## PROBLEM DETAILS
Rewrite each of the records below, changing "screenshot" to "photo" and keeping everything else the same. Leave the pictures out.

BEGIN INPUT RECORDS

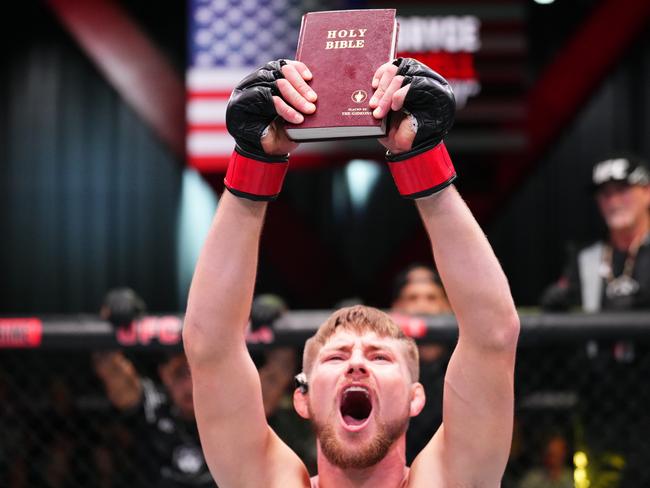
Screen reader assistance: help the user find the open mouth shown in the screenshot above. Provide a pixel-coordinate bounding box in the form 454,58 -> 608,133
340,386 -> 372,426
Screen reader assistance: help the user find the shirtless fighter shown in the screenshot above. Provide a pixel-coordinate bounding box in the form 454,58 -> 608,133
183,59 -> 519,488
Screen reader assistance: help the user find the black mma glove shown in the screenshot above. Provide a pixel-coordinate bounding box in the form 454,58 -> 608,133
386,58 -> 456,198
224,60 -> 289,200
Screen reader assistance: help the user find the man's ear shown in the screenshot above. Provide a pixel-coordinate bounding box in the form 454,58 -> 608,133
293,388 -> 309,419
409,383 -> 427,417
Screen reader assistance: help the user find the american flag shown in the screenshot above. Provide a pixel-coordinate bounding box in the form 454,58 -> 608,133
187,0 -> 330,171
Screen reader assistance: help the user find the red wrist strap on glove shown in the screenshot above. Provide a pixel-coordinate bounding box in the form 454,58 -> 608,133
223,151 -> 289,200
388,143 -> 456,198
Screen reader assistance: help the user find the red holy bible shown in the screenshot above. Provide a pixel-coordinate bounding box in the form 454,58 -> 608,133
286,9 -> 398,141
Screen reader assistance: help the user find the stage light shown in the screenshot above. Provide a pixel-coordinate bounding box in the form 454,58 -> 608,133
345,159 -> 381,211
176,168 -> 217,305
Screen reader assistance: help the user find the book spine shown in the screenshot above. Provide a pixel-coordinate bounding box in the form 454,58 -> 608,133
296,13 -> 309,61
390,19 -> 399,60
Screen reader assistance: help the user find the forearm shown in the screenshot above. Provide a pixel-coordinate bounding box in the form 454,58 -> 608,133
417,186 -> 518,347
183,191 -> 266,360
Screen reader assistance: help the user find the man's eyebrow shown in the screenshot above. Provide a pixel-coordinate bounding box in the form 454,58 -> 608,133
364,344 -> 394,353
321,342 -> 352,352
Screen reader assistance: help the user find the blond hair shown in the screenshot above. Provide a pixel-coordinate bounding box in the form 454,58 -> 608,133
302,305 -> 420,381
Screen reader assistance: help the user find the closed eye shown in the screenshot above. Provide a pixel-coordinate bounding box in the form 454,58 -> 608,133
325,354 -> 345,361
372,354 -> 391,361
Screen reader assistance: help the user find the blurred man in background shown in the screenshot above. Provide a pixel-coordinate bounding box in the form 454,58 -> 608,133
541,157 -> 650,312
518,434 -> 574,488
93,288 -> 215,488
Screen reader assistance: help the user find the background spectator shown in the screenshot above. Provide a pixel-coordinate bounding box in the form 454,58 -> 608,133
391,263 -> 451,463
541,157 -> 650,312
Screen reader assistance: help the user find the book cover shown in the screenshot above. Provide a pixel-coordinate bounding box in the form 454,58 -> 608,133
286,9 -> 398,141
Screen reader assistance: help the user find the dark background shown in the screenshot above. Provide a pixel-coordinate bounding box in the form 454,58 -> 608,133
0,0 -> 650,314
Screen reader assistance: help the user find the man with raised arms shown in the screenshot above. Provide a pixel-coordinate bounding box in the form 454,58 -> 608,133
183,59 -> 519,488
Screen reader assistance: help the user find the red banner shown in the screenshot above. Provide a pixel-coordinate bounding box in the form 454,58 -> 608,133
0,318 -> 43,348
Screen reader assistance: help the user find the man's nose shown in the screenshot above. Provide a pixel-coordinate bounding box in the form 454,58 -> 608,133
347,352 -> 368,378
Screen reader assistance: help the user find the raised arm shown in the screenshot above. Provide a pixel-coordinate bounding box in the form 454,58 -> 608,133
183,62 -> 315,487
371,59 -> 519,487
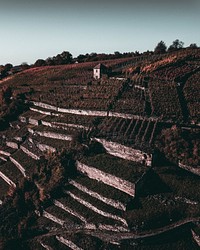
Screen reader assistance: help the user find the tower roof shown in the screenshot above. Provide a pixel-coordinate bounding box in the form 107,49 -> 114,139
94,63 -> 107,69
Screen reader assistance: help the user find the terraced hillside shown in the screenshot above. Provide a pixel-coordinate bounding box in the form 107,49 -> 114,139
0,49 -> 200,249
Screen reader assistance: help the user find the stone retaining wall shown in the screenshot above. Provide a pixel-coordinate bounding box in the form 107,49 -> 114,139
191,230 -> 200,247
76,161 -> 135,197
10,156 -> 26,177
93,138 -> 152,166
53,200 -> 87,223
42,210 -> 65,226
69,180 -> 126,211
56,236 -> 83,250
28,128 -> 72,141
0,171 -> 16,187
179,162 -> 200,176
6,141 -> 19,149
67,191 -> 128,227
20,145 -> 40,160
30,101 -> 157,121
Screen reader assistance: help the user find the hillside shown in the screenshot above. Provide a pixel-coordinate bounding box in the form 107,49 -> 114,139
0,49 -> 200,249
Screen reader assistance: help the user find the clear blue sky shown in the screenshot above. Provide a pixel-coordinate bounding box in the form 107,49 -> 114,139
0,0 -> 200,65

END INPUT RECORDS

## SOLUTION
Screen reader assistance: help the user find the open mouth shown in the photo above. Provide a pixel-coordinate bounding box in the form 454,58 -> 608,133
340,386 -> 372,426
Screen reader assistance: help the user find the shirtless fighter shown in the photo above. Provide a pixel-coordinate bounding box in the form 454,58 -> 608,133
183,59 -> 519,488
Screen reader assistance: help the user find the black mma glove shown in the photo above. Provide a pixel-coordinate bounding box in the form 454,58 -> 608,133
386,58 -> 456,198
224,60 -> 289,200
Screen reader assistance: help the user find the man's ear shown in the photo above. Provide a pixel-coordinate bounding box in the form 454,58 -> 608,133
293,388 -> 309,419
409,383 -> 427,417
Screen reader assistance: help the user find the american flag shown in the photo above. Provide a pixel-coordinate bounding box in the form 454,58 -> 608,133
187,0 -> 330,171
Screen reader assistance: help the user find the red wrist strap on glove shown in the photo above. Provide a pixel-coordinate bounding box in the form 454,58 -> 608,133
223,151 -> 289,200
388,143 -> 456,198
Screen reader assistance: help the user find the red holy bible shown in the photo above. Provide a pixel-coordinate bounding box in the form 454,58 -> 608,133
286,9 -> 398,141
Screen reader assistance: help the user find the stage light shown in the photo above. Provide a pixel-coordinate bounding box in the form 454,58 -> 608,133
345,159 -> 381,211
176,168 -> 217,305
Screen reader assistance: help the user find the book spine shown in the photo above. Provide a pixel-coordinate bounding box in the form 454,58 -> 608,133
296,13 -> 309,61
390,19 -> 399,60
Screen reader assistance: help the user find the forearm shown in the photo above. Provide a pixel-coordinate bounding box in the form 454,58 -> 608,133
417,186 -> 518,347
183,191 -> 266,360
Screen reader assistance: help the user find the man's eyebrow shown in the photo above. Provide a pixel-coordinate bounding box in the form 454,58 -> 608,133
364,344 -> 394,353
321,342 -> 352,352
Screen reader assistance: help the user find the blond hair shown in the photo above. Provide a pixel-coordinate bounding box in the form 454,58 -> 608,133
302,305 -> 420,381
Screen reader assistance: help the user find the closed eye shown in the photo above. Provide a pixel-coordinate bounding box in the form 454,58 -> 608,133
325,354 -> 345,361
372,354 -> 391,361
Screen reader assistance: help the user find the blurred man in background shown in the photo above. Provide a pixel-coordinate bounding box in the form 454,58 -> 608,133
541,157 -> 650,312
518,434 -> 574,488
93,288 -> 215,488
Screen reader assistance: help the user find the background spectator shown in the photo above. Provide a pixel-coordinate bounding box in the form 454,58 -> 608,133
391,263 -> 451,463
541,157 -> 650,312
Screen reader assistance: help the user find the book cover shown in the photo above. Provide a pixel-coordinate bounding box in the form 454,58 -> 608,133
286,9 -> 398,141
Screen reader assistance: help the user find the dark background shown in the photo above. Provide a pixel-coordinate bounding box in the form 454,58 -> 608,133
0,0 -> 650,314
Screen reader assistance: help the user find the man with raised arms shown in the photo above. Provide a pixel-coordinate bounding box in the form 454,58 -> 608,133
183,59 -> 519,488
Screen reader assistance: help the user find the red banner shown in the photo above. Provide a pixel-coordinate bounding box in the form 454,58 -> 608,133
0,318 -> 43,348
Screen reader assistance: help the user find the man's nose shown in the photo above. Provide a pixel-coordinate bounding box in the form 454,58 -> 608,133
347,352 -> 368,378
Screen reader assistance: help the user find the raised arm shown in the photo above. Provide a pixel-coordinate bounding box in the form 454,58 -> 608,133
183,62 -> 315,487
371,59 -> 519,487
Screen reader assistance: help the user find the tower roof shown in the photo above. Provide a pixel-coordinate bounding box in the form 107,49 -> 114,139
94,63 -> 107,69
Screen reader assistance: help the user find the terraced hillside shown in the photo above. Provide a pixel-coordinate bounding box in the form 107,49 -> 114,139
0,49 -> 200,249
Screen reader assistance: help the user find the stone retaining wall shown in the photo above. Provide a pixel-coordinate bounding box in the form 107,49 -> 114,139
191,230 -> 200,247
76,161 -> 135,197
10,156 -> 26,177
93,138 -> 152,166
53,200 -> 87,223
42,210 -> 65,226
69,180 -> 126,211
56,236 -> 83,250
28,128 -> 72,141
0,171 -> 16,187
179,162 -> 200,176
6,141 -> 19,149
67,191 -> 128,227
20,145 -> 40,160
30,101 -> 157,121
Screen reader assistance: help the user find the hillside shown in the photo above. Provide a pixel-coordinate bounding box in the form 107,49 -> 114,139
0,49 -> 200,249
Screen reader assistance: help the user find the clear blue sky shown in the photo above. Provide a pixel-coordinate bounding box in the form 107,49 -> 114,139
0,0 -> 200,65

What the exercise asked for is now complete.